**課題:**
本文に基づいて次の問いに答えなさい。
1. 書店で買って読んだとされる新書の書名と著者名は何か。
2. 松木は文明をどのように定義しているか。
3. 東西ケルトの動きの最終的帰結とされる大陸の古代帝国を二つ挙げよ。

**本文:**

書店で平積みになっていた新書を買って読んでみた.松木武彦著『縄文とケルト』である.日英比較考古学の興味をそそる本である.端的にいえば,両地域,両民族ともに,紀元前に先進的な文明をもつ大陸の民族に大きな影響を受けたが,現在その歴史をとらえる視点は,おおいに異なっているということだ.「同じ動きを,英国史ではヨーロッパ史の一部とみているのに対し,日本史ではどこまでも日本史としてにらんでいる」(223) のだという.
もう少し詳しく著者の結論を紹介するには,直接文章を引用するのが早いだろう.松木 (236) は,文明を「非文明のさまざまな知的試行や積み重ねの中から生み出されて広まった,人類第二次の知識体系」と定義づけた後に,次のように締めくくっている.
大陸中央部の平原で芽生えて根を張った,この文明の知識体系やそれに沿った行動様式は,環境の悪化と資源の低落による危機を肥やしにして,その実利的な結実率の高さゆえに周辺の地域にも急速にはびこっていった.ケルトとは,ユーラシア大陸の中央部から主として西方へ進んだこの動きを,一つの人間集団の移動拡散というドラマになぞらえて,後世の人びとが自らのアイデンティティと重ねながらロマン豊かに叙述したものである.
いっぽう,ユーラシア大陸中央部から東方にも同様の動きが進んだ.克明な一国史の叙述を大の得意とするわが国の歴史学や考古学では,この島国にしっかりと足をつけて西の海の向こうをにらむ姿勢をもとに,このような動きを,弥生時代に水田稲作をもたらした「渡来人」,古墳時代に先進的な技術と知識をもってやってきた「渡来人」(古くは「帰化人」)に集約して描こうとしてきた.後者は一時,東のケルトとでもいうべき「騎馬民族」に含めて描かれようとしたが,島国日本の伝統と孤立と純粋さを信じたい心根と,日本考古学一流の精緻な実証主義とがあいまったところから大きな反発を受け,その時点では不成功の試みに終わった.
ともあれ,西と東のケルトは,ともにその最終の到達地であるブリテン島と日本列島とにそれぞれ歴史的な影響を及ぼし,環濠集落のような戦いと守りの記念物や,不平等や抑圧を正当化する働きをもった王や王族の豪華な墓をそこに作り出した.紀元前三〇〇〇年を過ぎたころから紀元前後くらいまでの動きである.
しかし,東西ケルトの動きの最終的帰結ともいえる大陸の古代帝国――漢とローマ――が日本列島とブリテン島とに関わった程度と方向性は大きく異なり,そのことは,両地域がたどったその後の歴史の歩みの違いと,そこから来る相互の個性を作り出すに至る.大陸との間を隔てる海が狭かったがゆえにローマの支配にほぼ完全に呑み込まれたブリテン島では,文字や貨幣制度など,抽象的な記号を媒介とする知財や情報の交換システム――人類第三次の知識体系――に根ざした新しいヨーロッパ社会の一翼としてその後の歴史の歩みに入っていった.

**提供情報:**
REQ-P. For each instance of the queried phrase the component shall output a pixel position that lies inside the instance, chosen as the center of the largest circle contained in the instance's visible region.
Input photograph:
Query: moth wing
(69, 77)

**解答:**
1. 松木武彦著『縄文とケルト』
2. 「非文明のさまざまな知的試行や積み重ねの中から生み出されて広まった,人類第二次の知識体系」
3. 漢とローマ